ASSIGNED TASK
Look over the entries below. Report how many lines hold the word "shirt", and only that.
___ AVAILABLE RECORDS
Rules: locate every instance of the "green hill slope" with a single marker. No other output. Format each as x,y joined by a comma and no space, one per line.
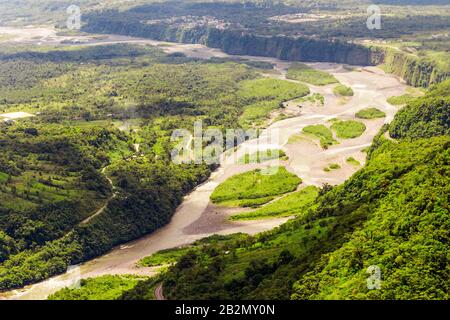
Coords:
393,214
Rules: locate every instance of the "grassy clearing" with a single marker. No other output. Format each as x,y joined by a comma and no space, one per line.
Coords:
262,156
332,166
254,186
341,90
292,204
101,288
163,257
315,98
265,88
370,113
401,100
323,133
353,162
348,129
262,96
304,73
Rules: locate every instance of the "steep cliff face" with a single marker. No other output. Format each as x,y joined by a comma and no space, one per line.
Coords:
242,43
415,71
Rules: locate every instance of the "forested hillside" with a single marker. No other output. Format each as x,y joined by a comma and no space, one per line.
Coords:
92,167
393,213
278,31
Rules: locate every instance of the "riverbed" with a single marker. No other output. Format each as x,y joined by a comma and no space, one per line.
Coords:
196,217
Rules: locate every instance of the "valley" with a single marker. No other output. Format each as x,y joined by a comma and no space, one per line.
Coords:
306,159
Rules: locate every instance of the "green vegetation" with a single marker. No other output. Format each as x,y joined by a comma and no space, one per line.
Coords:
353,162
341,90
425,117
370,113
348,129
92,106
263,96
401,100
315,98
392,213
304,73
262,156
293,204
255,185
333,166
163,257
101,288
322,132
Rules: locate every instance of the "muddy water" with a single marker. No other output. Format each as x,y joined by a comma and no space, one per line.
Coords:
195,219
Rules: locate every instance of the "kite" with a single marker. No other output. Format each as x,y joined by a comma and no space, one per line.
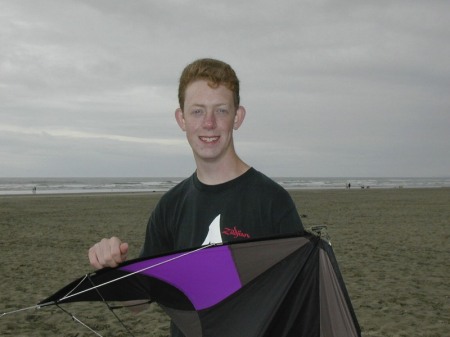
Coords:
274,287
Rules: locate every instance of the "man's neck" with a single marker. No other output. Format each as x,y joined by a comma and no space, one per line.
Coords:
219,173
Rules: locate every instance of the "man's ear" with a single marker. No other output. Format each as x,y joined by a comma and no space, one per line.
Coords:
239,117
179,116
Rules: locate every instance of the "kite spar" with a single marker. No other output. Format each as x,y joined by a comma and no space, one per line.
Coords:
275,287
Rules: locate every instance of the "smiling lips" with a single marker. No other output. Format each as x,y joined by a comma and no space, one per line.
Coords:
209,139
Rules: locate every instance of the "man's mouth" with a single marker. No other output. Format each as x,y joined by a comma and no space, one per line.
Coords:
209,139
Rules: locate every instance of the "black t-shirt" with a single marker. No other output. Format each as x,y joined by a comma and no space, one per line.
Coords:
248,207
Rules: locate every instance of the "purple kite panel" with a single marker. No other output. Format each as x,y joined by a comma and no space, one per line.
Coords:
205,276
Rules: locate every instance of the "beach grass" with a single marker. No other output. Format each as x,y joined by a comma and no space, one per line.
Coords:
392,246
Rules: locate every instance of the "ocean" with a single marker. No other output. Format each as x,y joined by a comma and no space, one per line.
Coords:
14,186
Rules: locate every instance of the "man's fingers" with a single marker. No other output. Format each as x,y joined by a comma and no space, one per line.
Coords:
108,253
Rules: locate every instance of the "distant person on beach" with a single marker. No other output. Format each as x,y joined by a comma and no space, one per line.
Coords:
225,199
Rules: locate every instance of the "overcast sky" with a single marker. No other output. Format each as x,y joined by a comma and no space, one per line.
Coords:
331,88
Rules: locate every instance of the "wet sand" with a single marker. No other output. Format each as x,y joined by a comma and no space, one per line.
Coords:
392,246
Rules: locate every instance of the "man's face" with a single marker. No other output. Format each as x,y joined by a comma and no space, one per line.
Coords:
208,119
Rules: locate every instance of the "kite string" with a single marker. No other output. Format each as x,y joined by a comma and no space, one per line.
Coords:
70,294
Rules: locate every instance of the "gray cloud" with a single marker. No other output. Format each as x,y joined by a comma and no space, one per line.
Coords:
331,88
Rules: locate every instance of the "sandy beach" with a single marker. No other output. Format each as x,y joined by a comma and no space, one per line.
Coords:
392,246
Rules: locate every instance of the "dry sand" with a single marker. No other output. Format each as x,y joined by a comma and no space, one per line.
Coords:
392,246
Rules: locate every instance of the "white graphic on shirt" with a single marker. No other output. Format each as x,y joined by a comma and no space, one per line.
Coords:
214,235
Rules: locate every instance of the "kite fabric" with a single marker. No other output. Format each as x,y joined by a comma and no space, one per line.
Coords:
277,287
______
___ AVAILABLE RECORDS
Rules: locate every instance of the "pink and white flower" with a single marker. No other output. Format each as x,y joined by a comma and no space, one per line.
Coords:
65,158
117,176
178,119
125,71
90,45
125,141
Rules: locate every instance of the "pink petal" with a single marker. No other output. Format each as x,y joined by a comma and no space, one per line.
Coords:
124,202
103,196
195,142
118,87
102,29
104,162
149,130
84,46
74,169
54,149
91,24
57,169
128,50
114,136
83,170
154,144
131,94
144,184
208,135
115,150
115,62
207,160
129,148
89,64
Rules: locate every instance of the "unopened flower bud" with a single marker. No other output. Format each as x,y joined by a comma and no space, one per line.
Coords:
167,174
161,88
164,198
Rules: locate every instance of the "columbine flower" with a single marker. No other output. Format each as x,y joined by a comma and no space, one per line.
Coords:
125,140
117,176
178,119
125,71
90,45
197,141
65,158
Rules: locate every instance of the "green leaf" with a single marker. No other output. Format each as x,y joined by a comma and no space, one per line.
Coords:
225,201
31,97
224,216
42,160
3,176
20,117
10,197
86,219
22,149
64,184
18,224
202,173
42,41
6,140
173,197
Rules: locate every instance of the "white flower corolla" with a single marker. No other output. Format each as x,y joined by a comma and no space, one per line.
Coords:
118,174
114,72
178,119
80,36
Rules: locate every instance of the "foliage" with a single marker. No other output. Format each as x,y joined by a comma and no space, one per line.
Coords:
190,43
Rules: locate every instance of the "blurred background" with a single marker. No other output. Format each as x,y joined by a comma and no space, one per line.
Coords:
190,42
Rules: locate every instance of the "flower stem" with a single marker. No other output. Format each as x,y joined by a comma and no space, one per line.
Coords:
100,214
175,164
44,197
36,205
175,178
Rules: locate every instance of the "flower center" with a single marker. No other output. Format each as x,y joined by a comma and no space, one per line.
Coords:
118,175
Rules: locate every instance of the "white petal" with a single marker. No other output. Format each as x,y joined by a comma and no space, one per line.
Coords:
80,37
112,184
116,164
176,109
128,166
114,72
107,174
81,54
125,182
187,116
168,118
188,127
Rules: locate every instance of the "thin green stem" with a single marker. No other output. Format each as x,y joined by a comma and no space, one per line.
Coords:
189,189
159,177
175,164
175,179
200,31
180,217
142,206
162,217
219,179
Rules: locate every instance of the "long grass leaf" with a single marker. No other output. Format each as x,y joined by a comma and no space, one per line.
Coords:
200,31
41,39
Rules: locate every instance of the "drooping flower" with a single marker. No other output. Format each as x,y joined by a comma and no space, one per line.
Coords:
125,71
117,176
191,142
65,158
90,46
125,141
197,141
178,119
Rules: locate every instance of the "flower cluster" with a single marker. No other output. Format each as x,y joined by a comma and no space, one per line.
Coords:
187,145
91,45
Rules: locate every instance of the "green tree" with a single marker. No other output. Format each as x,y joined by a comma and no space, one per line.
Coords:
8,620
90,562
______
SOLUTION FOR THIS EXERCISE
2